(DATA FOR THE TASK)

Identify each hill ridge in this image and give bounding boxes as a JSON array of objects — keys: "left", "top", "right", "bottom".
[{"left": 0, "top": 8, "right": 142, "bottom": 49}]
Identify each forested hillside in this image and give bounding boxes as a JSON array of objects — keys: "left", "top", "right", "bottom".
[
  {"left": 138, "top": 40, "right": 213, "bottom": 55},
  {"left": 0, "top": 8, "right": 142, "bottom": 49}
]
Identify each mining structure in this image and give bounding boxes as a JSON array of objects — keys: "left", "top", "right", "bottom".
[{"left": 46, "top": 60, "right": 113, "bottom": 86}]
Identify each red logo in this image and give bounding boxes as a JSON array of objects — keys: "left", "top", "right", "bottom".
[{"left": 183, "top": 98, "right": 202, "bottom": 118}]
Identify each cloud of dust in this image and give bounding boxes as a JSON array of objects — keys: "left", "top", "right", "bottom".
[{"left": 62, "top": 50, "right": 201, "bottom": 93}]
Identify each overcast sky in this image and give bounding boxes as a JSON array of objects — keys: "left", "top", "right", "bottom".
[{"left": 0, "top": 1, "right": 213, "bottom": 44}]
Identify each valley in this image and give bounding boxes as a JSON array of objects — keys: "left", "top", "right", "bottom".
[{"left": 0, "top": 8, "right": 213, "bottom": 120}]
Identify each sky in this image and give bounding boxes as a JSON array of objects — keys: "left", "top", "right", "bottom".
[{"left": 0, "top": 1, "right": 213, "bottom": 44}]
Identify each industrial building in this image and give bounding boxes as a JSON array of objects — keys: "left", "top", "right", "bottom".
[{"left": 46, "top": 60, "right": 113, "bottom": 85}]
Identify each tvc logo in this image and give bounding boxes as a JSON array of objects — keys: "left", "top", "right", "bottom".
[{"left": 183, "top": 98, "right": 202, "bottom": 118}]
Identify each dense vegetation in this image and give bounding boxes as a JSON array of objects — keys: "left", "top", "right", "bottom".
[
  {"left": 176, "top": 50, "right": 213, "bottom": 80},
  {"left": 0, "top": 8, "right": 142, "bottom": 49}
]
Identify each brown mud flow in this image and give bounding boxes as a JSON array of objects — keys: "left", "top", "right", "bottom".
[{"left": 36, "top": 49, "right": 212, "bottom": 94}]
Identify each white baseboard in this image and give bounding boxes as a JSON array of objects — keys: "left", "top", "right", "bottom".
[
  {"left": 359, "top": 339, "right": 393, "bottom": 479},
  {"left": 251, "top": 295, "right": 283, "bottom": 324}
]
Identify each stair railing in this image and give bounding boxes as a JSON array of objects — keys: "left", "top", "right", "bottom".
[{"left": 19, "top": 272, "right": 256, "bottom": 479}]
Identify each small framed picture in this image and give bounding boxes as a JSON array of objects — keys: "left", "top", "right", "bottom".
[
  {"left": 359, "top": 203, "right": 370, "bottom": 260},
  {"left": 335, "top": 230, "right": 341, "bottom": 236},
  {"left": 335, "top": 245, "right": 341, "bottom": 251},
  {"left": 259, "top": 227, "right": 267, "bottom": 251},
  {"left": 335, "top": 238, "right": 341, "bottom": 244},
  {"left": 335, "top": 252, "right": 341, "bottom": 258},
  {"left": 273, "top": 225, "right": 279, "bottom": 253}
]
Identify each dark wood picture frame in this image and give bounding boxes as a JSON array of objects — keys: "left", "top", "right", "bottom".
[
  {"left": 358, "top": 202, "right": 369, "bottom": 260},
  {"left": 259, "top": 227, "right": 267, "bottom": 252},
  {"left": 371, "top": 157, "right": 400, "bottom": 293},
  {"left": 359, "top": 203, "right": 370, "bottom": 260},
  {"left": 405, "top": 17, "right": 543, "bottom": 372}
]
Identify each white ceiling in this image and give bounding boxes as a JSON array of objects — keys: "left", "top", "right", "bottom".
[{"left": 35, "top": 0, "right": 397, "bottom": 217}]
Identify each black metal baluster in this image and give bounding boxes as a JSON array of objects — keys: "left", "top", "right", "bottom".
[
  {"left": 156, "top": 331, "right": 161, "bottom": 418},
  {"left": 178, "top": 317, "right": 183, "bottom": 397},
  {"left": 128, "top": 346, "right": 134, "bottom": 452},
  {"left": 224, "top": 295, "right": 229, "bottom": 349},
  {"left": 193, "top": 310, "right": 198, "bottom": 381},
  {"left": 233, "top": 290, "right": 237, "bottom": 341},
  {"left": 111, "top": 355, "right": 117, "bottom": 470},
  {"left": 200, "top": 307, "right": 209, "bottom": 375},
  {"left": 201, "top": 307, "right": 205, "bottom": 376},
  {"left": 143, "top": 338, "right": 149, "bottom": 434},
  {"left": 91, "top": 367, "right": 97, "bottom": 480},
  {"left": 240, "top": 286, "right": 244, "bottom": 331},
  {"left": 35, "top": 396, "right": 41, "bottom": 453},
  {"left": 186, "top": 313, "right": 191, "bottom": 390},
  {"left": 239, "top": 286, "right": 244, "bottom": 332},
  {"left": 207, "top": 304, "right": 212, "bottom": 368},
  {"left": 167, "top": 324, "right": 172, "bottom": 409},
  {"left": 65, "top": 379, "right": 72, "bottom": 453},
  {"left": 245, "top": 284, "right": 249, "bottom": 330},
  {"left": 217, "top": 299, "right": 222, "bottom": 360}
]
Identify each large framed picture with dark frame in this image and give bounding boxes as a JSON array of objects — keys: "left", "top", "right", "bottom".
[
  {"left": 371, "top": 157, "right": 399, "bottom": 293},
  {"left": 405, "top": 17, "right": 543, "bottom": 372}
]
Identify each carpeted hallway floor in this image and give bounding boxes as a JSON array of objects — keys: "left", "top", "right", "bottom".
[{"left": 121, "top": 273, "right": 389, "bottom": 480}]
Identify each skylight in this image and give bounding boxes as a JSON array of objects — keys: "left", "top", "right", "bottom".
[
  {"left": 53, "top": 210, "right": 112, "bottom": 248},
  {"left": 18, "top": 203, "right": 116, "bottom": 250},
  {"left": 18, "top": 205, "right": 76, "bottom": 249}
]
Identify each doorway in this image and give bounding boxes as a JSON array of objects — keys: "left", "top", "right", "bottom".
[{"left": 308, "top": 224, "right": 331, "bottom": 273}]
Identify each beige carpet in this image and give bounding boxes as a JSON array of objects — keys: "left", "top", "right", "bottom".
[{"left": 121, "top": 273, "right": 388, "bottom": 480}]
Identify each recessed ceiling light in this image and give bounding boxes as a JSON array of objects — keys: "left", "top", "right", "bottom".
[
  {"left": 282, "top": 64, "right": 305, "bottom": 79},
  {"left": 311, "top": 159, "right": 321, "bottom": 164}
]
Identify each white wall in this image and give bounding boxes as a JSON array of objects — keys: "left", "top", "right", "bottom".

(End DATA FOR THE TASK)

### PROBLEM TO SOLVE:
Write out each line of the data above again, exactly as given.

### REPLY:
Identify each hill ridge in this image and give bounding boxes as a JSON array of objects — keys: "left", "top", "right", "bottom".
[{"left": 0, "top": 8, "right": 142, "bottom": 49}]
Identify each forested hillside in this image and give bounding boxes as a JSON array of objects — keys: "left", "top", "right", "bottom".
[
  {"left": 138, "top": 40, "right": 213, "bottom": 55},
  {"left": 0, "top": 8, "right": 142, "bottom": 49}
]
Identify each mining structure in this image and give bounding boxes as a JSON array of objects — keys: "left", "top", "right", "bottom".
[{"left": 46, "top": 60, "right": 113, "bottom": 86}]
Identify each red logo in this image and give bounding boxes as a JSON array of objects — keys: "left", "top", "right", "bottom".
[{"left": 183, "top": 98, "right": 202, "bottom": 118}]
Identify each cloud of dust in this image and give bounding boxes as a JSON array of objects — keys: "left", "top", "right", "bottom".
[{"left": 62, "top": 50, "right": 201, "bottom": 93}]
Identify each overcast sky in this image and give bounding boxes as a JSON array of objects — keys: "left", "top", "right", "bottom".
[{"left": 0, "top": 1, "right": 213, "bottom": 44}]
Identify each valley in this image and give bounding boxes as a JSON array of objects — keys: "left", "top", "right", "bottom".
[{"left": 0, "top": 8, "right": 213, "bottom": 120}]
Identify each sky in this image and give bounding boxes as a JSON array of objects — keys: "left", "top", "right", "bottom".
[{"left": 0, "top": 1, "right": 213, "bottom": 44}]
Identify each industrial building in this image and give bounding boxes as a JSON array of objects — keys: "left", "top", "right", "bottom".
[{"left": 46, "top": 60, "right": 113, "bottom": 85}]
Identify each tvc logo in this image and give bounding boxes as a JSON array of objects — keys: "left", "top", "right", "bottom".
[{"left": 183, "top": 98, "right": 202, "bottom": 118}]
Identify each dense vegetation in this image and give bounding boxes as a JSON array of objects — keys: "left", "top", "right", "bottom".
[
  {"left": 176, "top": 50, "right": 213, "bottom": 80},
  {"left": 0, "top": 8, "right": 142, "bottom": 49}
]
Identify each brown mud flow in this image and give bounding boxes as a JSON array of objects — keys: "left", "top", "right", "bottom".
[{"left": 36, "top": 49, "right": 212, "bottom": 94}]
Identify each white baseboard in this image and give bounding boxes as a JSON array of objects — keys: "left", "top", "right", "bottom".
[
  {"left": 359, "top": 339, "right": 393, "bottom": 479},
  {"left": 251, "top": 295, "right": 283, "bottom": 324}
]
Identify each stair railing in this image and give bounding boxes as a JSON array of objects — keys: "left", "top", "right", "bottom".
[{"left": 19, "top": 272, "right": 256, "bottom": 479}]
Identify each small framed picture in this image and give bounding boxes as a JSON array of objects — keys: "left", "top", "right", "bottom".
[
  {"left": 359, "top": 203, "right": 370, "bottom": 260},
  {"left": 335, "top": 230, "right": 341, "bottom": 236},
  {"left": 335, "top": 245, "right": 341, "bottom": 251},
  {"left": 259, "top": 227, "right": 267, "bottom": 251},
  {"left": 335, "top": 238, "right": 341, "bottom": 244},
  {"left": 335, "top": 252, "right": 341, "bottom": 258},
  {"left": 273, "top": 225, "right": 279, "bottom": 253}
]
Identify each dark wood picture frame in this image and give bounding boxes as a JSON array of objects — keys: "left", "top", "right", "bottom".
[
  {"left": 358, "top": 202, "right": 369, "bottom": 260},
  {"left": 259, "top": 227, "right": 267, "bottom": 252},
  {"left": 371, "top": 157, "right": 400, "bottom": 293},
  {"left": 359, "top": 203, "right": 370, "bottom": 260},
  {"left": 405, "top": 17, "right": 543, "bottom": 372}
]
Identify each white ceiling in this image and give bounding boxes as a JSON array of objects — keys: "left", "top", "right", "bottom".
[{"left": 35, "top": 0, "right": 397, "bottom": 217}]
Identify each black metal baluster in this image and give bounding boxes as a JSON array of objects — keys: "left", "top", "right", "bottom".
[
  {"left": 156, "top": 331, "right": 161, "bottom": 418},
  {"left": 178, "top": 317, "right": 183, "bottom": 397},
  {"left": 128, "top": 346, "right": 134, "bottom": 452},
  {"left": 224, "top": 295, "right": 229, "bottom": 349},
  {"left": 193, "top": 310, "right": 198, "bottom": 381},
  {"left": 233, "top": 290, "right": 237, "bottom": 341},
  {"left": 111, "top": 355, "right": 117, "bottom": 470},
  {"left": 200, "top": 307, "right": 209, "bottom": 375},
  {"left": 201, "top": 307, "right": 205, "bottom": 376},
  {"left": 143, "top": 338, "right": 149, "bottom": 434},
  {"left": 91, "top": 367, "right": 97, "bottom": 480},
  {"left": 240, "top": 286, "right": 244, "bottom": 331},
  {"left": 35, "top": 396, "right": 41, "bottom": 453},
  {"left": 186, "top": 313, "right": 191, "bottom": 390},
  {"left": 239, "top": 286, "right": 244, "bottom": 332},
  {"left": 207, "top": 304, "right": 212, "bottom": 368},
  {"left": 167, "top": 324, "right": 172, "bottom": 409},
  {"left": 65, "top": 379, "right": 72, "bottom": 453},
  {"left": 245, "top": 284, "right": 249, "bottom": 330},
  {"left": 217, "top": 299, "right": 222, "bottom": 360}
]
Identify each large framed picture with dark frame in this image and give bounding boxes as a JSON array of objects — keys: "left", "top", "right", "bottom".
[
  {"left": 371, "top": 157, "right": 399, "bottom": 293},
  {"left": 405, "top": 17, "right": 543, "bottom": 372}
]
Identify each carpeted hallway floor in this image and give bounding boxes as a JSON array of objects — keys: "left", "top", "right", "bottom".
[{"left": 121, "top": 273, "right": 389, "bottom": 480}]
Identify each skylight in this image and give bounding boxes as a JSON array of objects — keys: "left", "top", "right", "bottom".
[
  {"left": 53, "top": 210, "right": 112, "bottom": 248},
  {"left": 18, "top": 203, "right": 116, "bottom": 250},
  {"left": 18, "top": 205, "right": 76, "bottom": 249}
]
Identify each doorway in this image and give bounding boxes as a JSON array of objects — keys: "left", "top", "right", "bottom".
[{"left": 308, "top": 224, "right": 331, "bottom": 273}]
Identify each beige carpet in this image and give bounding boxes as a JSON array of objects — keys: "left", "top", "right", "bottom".
[{"left": 121, "top": 273, "right": 388, "bottom": 480}]
Identify each recessed ceiling light in this image and give bounding boxes as a JSON array of objects — keys: "left", "top", "right", "bottom".
[
  {"left": 282, "top": 64, "right": 305, "bottom": 79},
  {"left": 311, "top": 159, "right": 321, "bottom": 164}
]
Identify each white wall in this image and give bounding boxes as a JSON array of objects — keys: "left", "top", "right", "bottom".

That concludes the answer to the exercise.